** RECORDS SHOWN **
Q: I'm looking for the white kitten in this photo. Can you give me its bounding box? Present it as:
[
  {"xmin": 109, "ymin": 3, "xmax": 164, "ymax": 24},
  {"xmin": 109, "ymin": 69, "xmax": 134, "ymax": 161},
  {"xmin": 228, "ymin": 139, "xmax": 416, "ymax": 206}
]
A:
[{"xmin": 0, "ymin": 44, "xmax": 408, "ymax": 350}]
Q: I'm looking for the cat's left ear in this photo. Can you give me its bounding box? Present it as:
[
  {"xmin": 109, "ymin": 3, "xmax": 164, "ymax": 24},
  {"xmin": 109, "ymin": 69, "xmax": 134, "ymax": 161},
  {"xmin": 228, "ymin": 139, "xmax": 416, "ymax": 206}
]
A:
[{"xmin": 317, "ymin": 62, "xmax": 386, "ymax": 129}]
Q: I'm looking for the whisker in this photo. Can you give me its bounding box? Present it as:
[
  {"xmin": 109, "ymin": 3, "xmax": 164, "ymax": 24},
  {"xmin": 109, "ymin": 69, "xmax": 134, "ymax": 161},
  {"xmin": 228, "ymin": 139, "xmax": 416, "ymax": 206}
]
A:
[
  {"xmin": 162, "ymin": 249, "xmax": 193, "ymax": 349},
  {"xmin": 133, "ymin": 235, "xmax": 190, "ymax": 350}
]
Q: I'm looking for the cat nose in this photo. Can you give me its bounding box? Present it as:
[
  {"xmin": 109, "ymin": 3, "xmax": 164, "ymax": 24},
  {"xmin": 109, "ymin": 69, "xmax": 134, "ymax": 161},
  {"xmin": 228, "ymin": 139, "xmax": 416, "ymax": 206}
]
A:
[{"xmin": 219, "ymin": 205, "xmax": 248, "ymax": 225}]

** SET EXERCISE **
Using the material above, extract the line that contains "Q: I'm looking for the whisker" and every line after it, exactly as given; stop at the last line.

** WRITTEN REPLY **
Q: I'm looking for the whisker in this photo. Can you give me its bounding box? Present it as:
[
  {"xmin": 109, "ymin": 3, "xmax": 164, "ymax": 24},
  {"xmin": 109, "ymin": 69, "xmax": 134, "ymax": 161},
  {"xmin": 228, "ymin": 139, "xmax": 416, "ymax": 206}
]
A:
[
  {"xmin": 162, "ymin": 249, "xmax": 193, "ymax": 349},
  {"xmin": 133, "ymin": 235, "xmax": 190, "ymax": 350}
]
Q: I'm looking for the cat nose in this photo. Can you give me its bounding box? Present it as:
[
  {"xmin": 109, "ymin": 3, "xmax": 164, "ymax": 24},
  {"xmin": 109, "ymin": 69, "xmax": 134, "ymax": 161},
  {"xmin": 228, "ymin": 139, "xmax": 416, "ymax": 206}
]
A:
[{"xmin": 219, "ymin": 205, "xmax": 248, "ymax": 225}]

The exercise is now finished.